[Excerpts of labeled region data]
□ □ □ □
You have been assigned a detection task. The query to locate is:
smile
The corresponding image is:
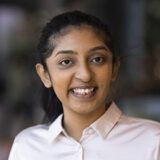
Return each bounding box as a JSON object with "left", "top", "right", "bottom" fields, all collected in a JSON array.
[
  {"left": 73, "top": 88, "right": 94, "bottom": 95},
  {"left": 71, "top": 87, "right": 96, "bottom": 98}
]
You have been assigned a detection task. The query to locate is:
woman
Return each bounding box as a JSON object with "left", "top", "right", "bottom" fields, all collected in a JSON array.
[{"left": 9, "top": 11, "right": 160, "bottom": 160}]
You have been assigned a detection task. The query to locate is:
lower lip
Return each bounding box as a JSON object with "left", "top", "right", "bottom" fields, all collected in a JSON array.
[{"left": 70, "top": 89, "right": 97, "bottom": 100}]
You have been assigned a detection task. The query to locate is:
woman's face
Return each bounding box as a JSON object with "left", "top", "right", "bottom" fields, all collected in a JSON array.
[{"left": 37, "top": 27, "right": 119, "bottom": 118}]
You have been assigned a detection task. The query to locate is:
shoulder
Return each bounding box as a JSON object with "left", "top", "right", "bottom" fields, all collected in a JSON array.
[
  {"left": 120, "top": 115, "right": 160, "bottom": 135},
  {"left": 14, "top": 124, "right": 49, "bottom": 143}
]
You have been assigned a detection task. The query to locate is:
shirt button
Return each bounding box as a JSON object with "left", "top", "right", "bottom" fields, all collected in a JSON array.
[{"left": 88, "top": 128, "right": 94, "bottom": 134}]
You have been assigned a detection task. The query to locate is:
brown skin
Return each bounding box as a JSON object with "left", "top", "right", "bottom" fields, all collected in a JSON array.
[{"left": 36, "top": 26, "right": 118, "bottom": 141}]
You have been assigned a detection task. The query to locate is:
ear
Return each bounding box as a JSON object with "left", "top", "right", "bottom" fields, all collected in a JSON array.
[
  {"left": 35, "top": 63, "right": 52, "bottom": 88},
  {"left": 112, "top": 58, "right": 120, "bottom": 82}
]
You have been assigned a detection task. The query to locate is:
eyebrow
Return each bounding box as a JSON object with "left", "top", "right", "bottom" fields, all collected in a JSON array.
[{"left": 55, "top": 46, "right": 111, "bottom": 57}]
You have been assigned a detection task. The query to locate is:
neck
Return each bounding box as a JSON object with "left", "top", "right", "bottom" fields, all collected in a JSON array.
[{"left": 63, "top": 107, "right": 106, "bottom": 141}]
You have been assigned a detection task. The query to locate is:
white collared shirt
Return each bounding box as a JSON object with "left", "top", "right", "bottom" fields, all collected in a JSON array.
[{"left": 9, "top": 103, "right": 160, "bottom": 160}]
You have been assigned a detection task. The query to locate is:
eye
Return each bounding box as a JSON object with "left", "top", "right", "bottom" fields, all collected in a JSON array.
[
  {"left": 91, "top": 57, "right": 104, "bottom": 64},
  {"left": 59, "top": 59, "right": 73, "bottom": 67}
]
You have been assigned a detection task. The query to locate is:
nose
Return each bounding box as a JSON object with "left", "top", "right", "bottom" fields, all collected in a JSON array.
[{"left": 75, "top": 64, "right": 93, "bottom": 83}]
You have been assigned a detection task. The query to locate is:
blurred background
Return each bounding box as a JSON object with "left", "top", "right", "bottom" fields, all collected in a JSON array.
[{"left": 0, "top": 0, "right": 160, "bottom": 160}]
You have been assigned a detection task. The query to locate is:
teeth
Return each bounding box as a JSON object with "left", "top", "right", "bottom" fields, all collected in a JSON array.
[{"left": 73, "top": 88, "right": 94, "bottom": 95}]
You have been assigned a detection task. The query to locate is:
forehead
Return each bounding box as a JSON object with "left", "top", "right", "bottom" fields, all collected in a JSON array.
[
  {"left": 50, "top": 25, "right": 105, "bottom": 48},
  {"left": 55, "top": 26, "right": 105, "bottom": 49}
]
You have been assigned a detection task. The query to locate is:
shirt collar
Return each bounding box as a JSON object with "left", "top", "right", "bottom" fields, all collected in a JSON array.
[
  {"left": 48, "top": 102, "right": 122, "bottom": 142},
  {"left": 91, "top": 102, "right": 122, "bottom": 138}
]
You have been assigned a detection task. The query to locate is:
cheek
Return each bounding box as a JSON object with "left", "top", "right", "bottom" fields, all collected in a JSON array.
[{"left": 51, "top": 71, "right": 72, "bottom": 94}]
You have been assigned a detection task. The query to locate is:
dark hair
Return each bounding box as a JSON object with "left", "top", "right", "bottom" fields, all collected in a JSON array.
[{"left": 37, "top": 11, "right": 115, "bottom": 122}]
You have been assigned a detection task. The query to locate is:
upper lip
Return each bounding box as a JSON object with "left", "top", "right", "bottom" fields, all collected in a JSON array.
[{"left": 70, "top": 85, "right": 98, "bottom": 90}]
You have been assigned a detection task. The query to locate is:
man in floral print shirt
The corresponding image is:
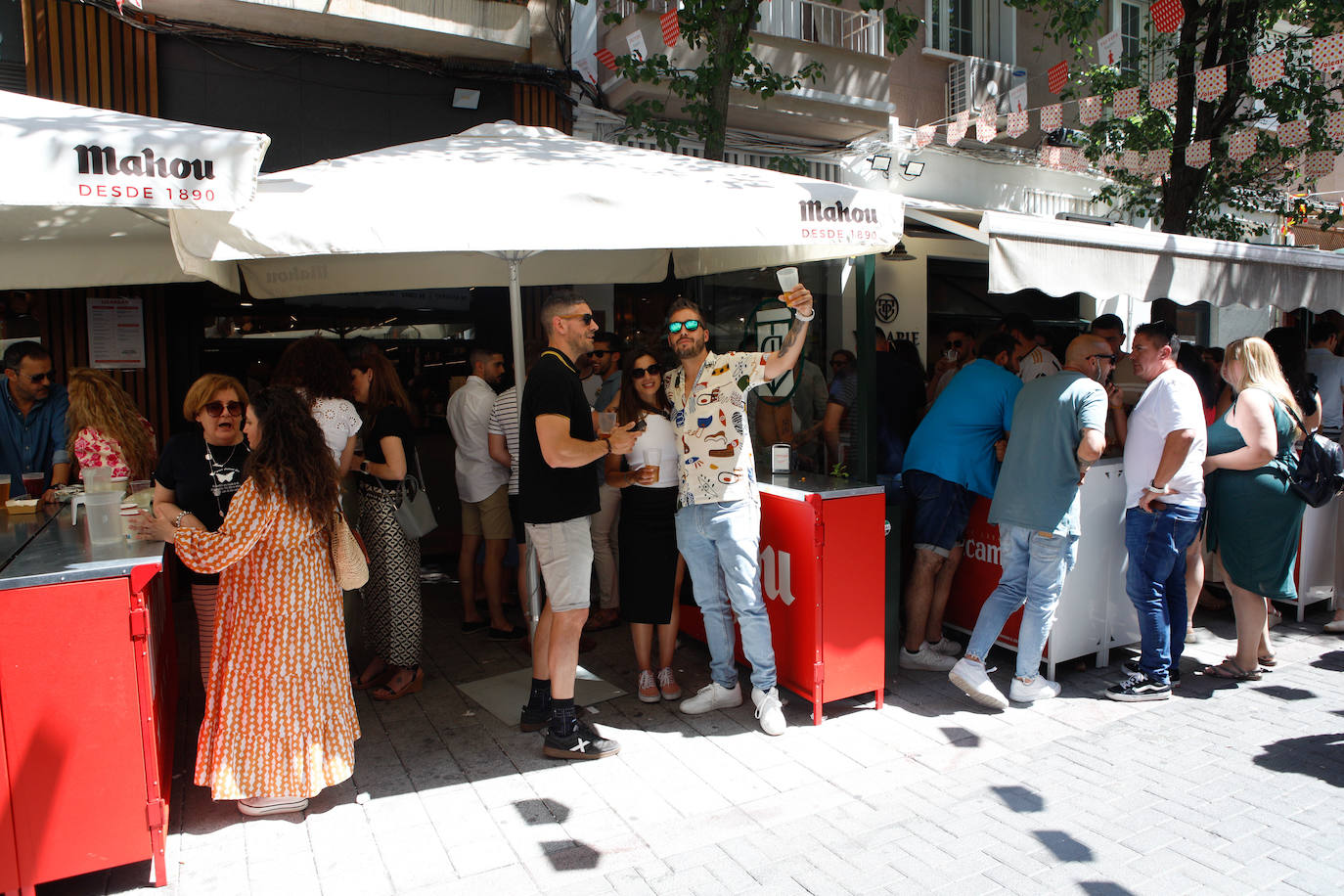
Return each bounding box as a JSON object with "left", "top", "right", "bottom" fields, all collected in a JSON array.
[{"left": 664, "top": 285, "right": 813, "bottom": 735}]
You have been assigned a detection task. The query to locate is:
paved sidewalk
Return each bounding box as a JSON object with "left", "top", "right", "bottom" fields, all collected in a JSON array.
[{"left": 39, "top": 586, "right": 1344, "bottom": 896}]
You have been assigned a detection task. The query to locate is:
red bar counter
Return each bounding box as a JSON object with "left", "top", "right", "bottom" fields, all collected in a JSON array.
[
  {"left": 0, "top": 509, "right": 177, "bottom": 893},
  {"left": 682, "top": 472, "right": 885, "bottom": 724}
]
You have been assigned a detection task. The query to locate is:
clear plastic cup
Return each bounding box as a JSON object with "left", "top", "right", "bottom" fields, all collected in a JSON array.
[{"left": 644, "top": 449, "right": 662, "bottom": 482}]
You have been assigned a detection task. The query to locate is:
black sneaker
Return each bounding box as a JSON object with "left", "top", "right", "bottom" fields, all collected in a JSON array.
[
  {"left": 542, "top": 721, "right": 621, "bottom": 759},
  {"left": 1106, "top": 672, "right": 1172, "bottom": 702},
  {"left": 1121, "top": 659, "right": 1180, "bottom": 688},
  {"left": 517, "top": 706, "right": 551, "bottom": 732}
]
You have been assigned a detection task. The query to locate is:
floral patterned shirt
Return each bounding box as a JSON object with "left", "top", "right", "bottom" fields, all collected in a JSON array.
[{"left": 662, "top": 352, "right": 769, "bottom": 507}]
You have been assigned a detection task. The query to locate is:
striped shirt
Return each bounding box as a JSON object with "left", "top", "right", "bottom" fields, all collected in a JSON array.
[{"left": 485, "top": 385, "right": 517, "bottom": 494}]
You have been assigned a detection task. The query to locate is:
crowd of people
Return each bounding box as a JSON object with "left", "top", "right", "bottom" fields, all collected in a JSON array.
[{"left": 0, "top": 285, "right": 1344, "bottom": 816}]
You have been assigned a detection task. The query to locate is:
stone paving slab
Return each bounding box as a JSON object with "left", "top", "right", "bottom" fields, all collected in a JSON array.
[{"left": 39, "top": 586, "right": 1344, "bottom": 896}]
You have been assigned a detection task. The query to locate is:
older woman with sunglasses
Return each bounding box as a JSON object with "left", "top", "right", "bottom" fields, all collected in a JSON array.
[
  {"left": 155, "top": 374, "right": 248, "bottom": 685},
  {"left": 606, "top": 350, "right": 686, "bottom": 702}
]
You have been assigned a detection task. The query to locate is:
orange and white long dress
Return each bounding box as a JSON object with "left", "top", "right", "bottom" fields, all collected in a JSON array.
[{"left": 176, "top": 479, "right": 359, "bottom": 799}]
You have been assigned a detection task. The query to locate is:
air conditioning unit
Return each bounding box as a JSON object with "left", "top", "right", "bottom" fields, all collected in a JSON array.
[{"left": 948, "top": 57, "right": 1012, "bottom": 116}]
□ □ □ □
-- The task --
Select every line of the material above that contains the word "white", treating uppercase and lowercase as different.

-- Correct answer --
white collared shirt
orange and white long dress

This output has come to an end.